Dataset excerpts –

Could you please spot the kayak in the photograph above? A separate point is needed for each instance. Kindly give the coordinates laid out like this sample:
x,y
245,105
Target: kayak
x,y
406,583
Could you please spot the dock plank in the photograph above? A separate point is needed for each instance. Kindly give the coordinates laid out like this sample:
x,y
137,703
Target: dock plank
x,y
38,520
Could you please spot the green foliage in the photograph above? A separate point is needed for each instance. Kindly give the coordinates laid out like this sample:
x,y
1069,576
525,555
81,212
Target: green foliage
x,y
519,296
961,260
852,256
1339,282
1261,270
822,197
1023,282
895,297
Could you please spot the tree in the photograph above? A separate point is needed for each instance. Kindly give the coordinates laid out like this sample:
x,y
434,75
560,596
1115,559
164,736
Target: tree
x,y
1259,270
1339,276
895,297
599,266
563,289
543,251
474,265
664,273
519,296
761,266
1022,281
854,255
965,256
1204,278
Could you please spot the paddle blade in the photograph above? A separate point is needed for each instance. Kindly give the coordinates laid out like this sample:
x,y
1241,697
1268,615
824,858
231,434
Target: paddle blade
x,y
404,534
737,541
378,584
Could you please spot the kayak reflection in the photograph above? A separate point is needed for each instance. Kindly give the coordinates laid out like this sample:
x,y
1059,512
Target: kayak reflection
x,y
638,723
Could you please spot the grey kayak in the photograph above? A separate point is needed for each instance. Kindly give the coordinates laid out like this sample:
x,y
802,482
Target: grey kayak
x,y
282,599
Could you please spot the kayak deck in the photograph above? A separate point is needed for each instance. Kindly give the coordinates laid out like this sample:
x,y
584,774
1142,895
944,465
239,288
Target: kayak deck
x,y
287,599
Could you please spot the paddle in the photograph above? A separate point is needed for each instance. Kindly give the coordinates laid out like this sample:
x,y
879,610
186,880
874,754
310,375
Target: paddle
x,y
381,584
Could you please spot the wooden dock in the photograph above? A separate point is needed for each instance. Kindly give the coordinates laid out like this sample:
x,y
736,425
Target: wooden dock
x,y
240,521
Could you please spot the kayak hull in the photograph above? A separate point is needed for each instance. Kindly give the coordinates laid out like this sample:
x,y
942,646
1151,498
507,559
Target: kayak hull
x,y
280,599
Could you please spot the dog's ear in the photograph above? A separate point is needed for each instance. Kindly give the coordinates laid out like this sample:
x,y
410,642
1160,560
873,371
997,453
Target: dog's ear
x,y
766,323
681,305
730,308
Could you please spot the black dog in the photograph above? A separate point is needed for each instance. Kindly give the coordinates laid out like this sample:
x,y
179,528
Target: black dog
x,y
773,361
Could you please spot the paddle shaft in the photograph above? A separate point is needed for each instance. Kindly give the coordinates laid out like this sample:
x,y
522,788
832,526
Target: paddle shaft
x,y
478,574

What you are asked to do –
Write out all the rows above again, replacing "instance" with "occurrence" wherever it appears and leaving everything else unchanged.

Right answer –
Could you please spot the kayak in the photograph above? A separate point is needed for each occurrence. Kindly give the coordinates laid out like this sample:
x,y
245,105
Target: kayak
x,y
406,583
Could you please spot the dock plank in the photograph above? A separate point is needed for each occurrence. Kindly give the coordinates laid out like this sample:
x,y
137,703
Target: dock plank
x,y
38,520
Could you please spot the green foliage in the photograph above? A separate point is needed for each occurrence. Kindly give the coordinates laid out like this sample:
x,y
1069,576
525,555
81,212
Target: green foliage
x,y
519,296
961,260
852,256
1339,282
1261,270
822,197
1023,282
895,297
Could you please spot the tree in the photograph above? A separate point is needed for each occurrence. Kindly give the coordinates laid out like this sample:
x,y
434,75
560,596
1115,559
164,736
Target: tree
x,y
1259,270
1339,276
895,297
599,266
563,289
543,251
474,265
664,273
519,296
761,266
1022,281
854,255
965,256
1204,278
Could you please spot the paddle blade in the photograph above? A separate point is needed for each occurrence. Kindly give the coordinates laid out like this sample:
x,y
1241,697
1268,615
824,858
231,434
Target: paddle blade
x,y
404,534
737,541
378,584
Could you please spot the kayak reflection in the photograph above? A separate point is needed for each occurrence. Kindly give the coordinates laid out like this sample:
x,y
1059,512
Target: kayak reflection
x,y
638,723
Could you please spot the grey kayak in the photograph above? A separate point is needed for each occurrence. Kindly give the coordinates laid out like this sample:
x,y
802,482
Target: grey kayak
x,y
282,599
Could you please spot the kayak deck in the photograph above? A separate point is needed for each occurrence. Kindly give the coordinates laid out like this sample:
x,y
584,774
1142,895
944,465
239,288
Target: kayak deck
x,y
287,599
Could you please spot the paddle in the photograph above? A separate point is needed for each occurrence. Kindly give the coordinates laid out like this sample:
x,y
879,610
186,880
874,754
310,375
Target: paddle
x,y
381,584
Could you please spot the wooden dock in the photograph above? A separate point is needed for each occurrence. Kindly give the coordinates laid out like this sample:
x,y
736,425
Target: wooden dock
x,y
240,521
Could you please spot the kayak hull in the photograph above? A separate point is needed for each occurrence. Kindly give the coordinates laid out like this sample:
x,y
942,646
1151,498
507,559
Target: kayak hull
x,y
280,599
Could you please spot the dog's ear in the photograph above? A separate point is needed for each occurrence. Kindly give the coordinates laid out like this sample:
x,y
410,642
1160,560
873,371
997,453
Target: dog's ear
x,y
766,323
681,305
730,308
Could you please spot the black dog in the photograph above? A separate point is needed for each occurrence. Kindly give the coordinates laid out like this sample:
x,y
179,528
Target: black dog
x,y
773,361
Could you please spot the paddle shaft in the photograph above? A separate point is needed for each occurrence. Kindly give the coordinates laid out like this sample:
x,y
522,788
832,526
Target: paddle shaft
x,y
478,574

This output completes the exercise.